§ **Data records**:
%%

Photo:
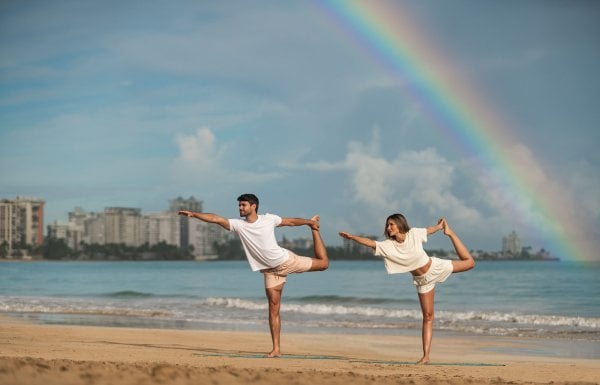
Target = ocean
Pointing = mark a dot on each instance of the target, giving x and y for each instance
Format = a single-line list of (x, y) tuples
[(547, 300)]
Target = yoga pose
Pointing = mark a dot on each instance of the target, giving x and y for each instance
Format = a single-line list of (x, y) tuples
[(402, 251), (257, 233)]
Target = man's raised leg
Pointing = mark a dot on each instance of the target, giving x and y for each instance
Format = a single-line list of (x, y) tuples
[(321, 260)]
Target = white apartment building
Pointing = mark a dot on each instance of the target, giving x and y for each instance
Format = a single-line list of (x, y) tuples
[(128, 226), (123, 225), (161, 227), (511, 244), (22, 222), (202, 237)]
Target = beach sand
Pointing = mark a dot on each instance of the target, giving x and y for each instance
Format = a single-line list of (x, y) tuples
[(57, 354)]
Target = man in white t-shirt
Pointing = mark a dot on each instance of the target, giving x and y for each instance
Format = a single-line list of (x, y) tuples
[(257, 233)]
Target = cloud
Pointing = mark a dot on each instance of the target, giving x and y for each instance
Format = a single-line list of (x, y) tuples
[(198, 148), (203, 157), (413, 182)]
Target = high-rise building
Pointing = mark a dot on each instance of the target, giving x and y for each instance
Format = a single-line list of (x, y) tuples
[(123, 225), (22, 222), (161, 227), (191, 204), (511, 244)]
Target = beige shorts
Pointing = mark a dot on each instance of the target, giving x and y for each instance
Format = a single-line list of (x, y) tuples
[(294, 264), (439, 271)]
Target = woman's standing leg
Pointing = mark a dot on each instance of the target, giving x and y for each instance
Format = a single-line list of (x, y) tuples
[(426, 300)]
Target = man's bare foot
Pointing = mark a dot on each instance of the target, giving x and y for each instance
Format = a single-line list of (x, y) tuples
[(316, 224)]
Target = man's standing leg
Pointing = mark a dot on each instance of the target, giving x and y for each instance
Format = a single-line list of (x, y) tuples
[(274, 298), (321, 260)]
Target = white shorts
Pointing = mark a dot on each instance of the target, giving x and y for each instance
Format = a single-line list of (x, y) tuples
[(294, 264), (439, 271)]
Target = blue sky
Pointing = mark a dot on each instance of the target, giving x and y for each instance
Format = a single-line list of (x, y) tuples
[(111, 103)]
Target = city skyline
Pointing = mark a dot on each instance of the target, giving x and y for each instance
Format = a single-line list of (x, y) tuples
[(481, 112)]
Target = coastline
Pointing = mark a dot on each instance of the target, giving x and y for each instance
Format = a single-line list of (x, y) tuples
[(64, 354)]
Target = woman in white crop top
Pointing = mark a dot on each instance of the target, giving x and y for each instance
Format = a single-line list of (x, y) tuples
[(403, 251)]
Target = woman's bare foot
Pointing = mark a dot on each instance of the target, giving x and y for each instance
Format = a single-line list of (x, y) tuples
[(447, 230), (316, 224)]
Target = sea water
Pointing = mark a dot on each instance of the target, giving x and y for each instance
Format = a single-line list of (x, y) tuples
[(519, 299)]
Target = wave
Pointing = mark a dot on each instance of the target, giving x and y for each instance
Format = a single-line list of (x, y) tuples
[(353, 300), (441, 316), (318, 313), (128, 294)]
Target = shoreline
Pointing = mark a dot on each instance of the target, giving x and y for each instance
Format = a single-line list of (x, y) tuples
[(526, 345), (65, 354)]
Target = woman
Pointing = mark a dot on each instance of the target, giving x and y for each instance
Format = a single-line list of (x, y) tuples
[(402, 251)]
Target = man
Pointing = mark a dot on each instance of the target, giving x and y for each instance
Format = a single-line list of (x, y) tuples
[(257, 233)]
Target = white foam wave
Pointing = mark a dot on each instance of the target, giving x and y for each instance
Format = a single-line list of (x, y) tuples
[(441, 316)]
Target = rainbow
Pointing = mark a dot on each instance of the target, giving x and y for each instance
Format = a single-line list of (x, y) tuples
[(393, 38)]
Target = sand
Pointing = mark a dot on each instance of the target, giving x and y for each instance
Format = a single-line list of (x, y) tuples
[(57, 354)]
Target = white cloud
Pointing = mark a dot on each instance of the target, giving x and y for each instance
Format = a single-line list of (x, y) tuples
[(198, 148), (411, 182), (201, 156)]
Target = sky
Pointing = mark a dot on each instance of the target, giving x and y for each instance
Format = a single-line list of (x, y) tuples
[(132, 104)]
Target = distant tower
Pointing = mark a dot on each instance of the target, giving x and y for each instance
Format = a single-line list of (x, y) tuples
[(511, 244), (191, 204)]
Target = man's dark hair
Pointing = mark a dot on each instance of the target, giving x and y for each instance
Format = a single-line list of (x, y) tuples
[(250, 198)]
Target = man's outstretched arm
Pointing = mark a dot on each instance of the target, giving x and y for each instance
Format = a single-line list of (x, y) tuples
[(313, 222), (207, 217)]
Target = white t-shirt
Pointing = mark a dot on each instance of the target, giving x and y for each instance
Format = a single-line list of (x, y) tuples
[(259, 241), (406, 256)]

%%

§ **Aim**: Rewrite the items starting at the line that contains "Target = white t-shirt" and ending at the last of them, with "mark a dot" replaced by "place a point" and nothing else changed.

§ **Correct response**:
Target = white t-shirt
Pointing = place a point on each instance of the target, giving x and y for each instance
Format = a single-line list of (x, y) tuples
[(259, 241), (406, 256)]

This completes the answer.